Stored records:
---
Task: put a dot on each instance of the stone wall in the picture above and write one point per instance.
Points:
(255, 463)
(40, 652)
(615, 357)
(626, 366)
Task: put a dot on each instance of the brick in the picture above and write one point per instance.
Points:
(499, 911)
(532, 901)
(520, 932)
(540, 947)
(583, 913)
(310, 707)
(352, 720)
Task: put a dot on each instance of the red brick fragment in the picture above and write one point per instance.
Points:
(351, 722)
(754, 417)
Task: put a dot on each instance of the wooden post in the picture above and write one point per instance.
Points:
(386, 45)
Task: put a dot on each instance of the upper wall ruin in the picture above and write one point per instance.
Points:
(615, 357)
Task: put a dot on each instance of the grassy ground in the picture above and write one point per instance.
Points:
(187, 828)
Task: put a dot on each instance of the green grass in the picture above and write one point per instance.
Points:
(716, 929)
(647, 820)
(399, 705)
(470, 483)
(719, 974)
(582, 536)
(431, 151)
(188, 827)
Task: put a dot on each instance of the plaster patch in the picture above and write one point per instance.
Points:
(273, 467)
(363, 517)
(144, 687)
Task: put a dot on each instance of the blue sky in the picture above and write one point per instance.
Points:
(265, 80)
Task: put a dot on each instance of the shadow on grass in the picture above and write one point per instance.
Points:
---
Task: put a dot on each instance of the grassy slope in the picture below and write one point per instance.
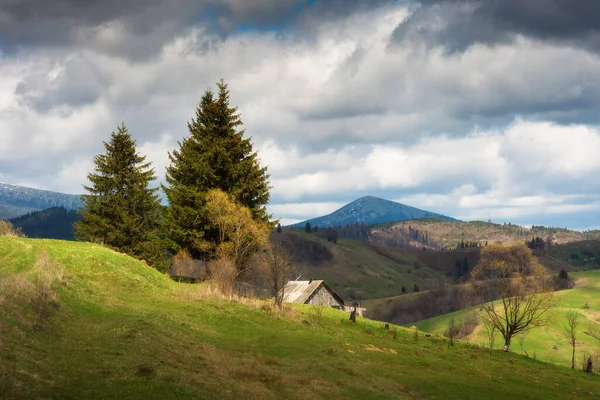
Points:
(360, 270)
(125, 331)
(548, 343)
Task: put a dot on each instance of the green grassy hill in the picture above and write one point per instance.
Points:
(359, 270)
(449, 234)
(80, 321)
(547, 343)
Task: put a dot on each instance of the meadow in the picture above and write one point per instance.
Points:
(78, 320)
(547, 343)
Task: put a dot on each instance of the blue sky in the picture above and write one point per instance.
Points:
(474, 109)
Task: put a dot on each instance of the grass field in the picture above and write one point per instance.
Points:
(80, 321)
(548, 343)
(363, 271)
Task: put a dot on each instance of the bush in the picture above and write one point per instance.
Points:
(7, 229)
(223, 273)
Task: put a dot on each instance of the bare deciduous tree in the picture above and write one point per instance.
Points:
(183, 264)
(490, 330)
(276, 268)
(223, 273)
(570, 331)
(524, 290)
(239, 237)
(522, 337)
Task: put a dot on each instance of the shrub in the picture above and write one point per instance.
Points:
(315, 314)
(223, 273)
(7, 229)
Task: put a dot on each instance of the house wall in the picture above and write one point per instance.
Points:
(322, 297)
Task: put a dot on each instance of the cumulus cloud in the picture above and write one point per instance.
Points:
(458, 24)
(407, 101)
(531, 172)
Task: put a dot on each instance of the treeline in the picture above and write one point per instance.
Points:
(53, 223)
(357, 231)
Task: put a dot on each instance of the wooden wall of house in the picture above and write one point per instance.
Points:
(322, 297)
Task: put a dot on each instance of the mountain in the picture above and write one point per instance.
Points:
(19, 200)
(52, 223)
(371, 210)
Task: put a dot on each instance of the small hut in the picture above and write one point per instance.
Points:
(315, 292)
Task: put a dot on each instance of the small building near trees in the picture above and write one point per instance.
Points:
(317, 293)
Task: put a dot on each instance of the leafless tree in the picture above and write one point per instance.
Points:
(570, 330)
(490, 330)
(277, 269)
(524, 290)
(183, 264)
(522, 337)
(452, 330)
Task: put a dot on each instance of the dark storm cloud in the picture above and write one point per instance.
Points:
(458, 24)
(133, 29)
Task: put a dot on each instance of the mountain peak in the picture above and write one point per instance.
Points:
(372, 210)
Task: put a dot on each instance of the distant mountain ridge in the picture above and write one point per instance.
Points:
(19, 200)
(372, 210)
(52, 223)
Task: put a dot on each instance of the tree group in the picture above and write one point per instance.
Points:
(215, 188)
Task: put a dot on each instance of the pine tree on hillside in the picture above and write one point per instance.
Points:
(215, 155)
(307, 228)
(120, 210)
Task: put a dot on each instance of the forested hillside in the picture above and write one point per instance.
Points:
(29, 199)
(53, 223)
---
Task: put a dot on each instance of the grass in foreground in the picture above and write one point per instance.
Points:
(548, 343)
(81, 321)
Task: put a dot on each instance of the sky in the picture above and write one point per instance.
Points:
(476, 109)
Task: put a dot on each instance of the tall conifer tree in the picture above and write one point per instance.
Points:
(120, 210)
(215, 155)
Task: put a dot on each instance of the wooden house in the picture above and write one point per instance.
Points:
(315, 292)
---
Exact copy, pictures excluded: every line above from the one containing "Task: put a dot on each instance of the grassy slope" to the one containing "Task: put a dot on each instance of the green grassy", inclusive, and nothing more.

Task: put a dot on each instance of the grassy slope in the picture below and write one point per instance.
Points:
(360, 270)
(125, 331)
(548, 343)
Task: put a dot on each instance of the green grassy hill in the picture above and write one point per instance.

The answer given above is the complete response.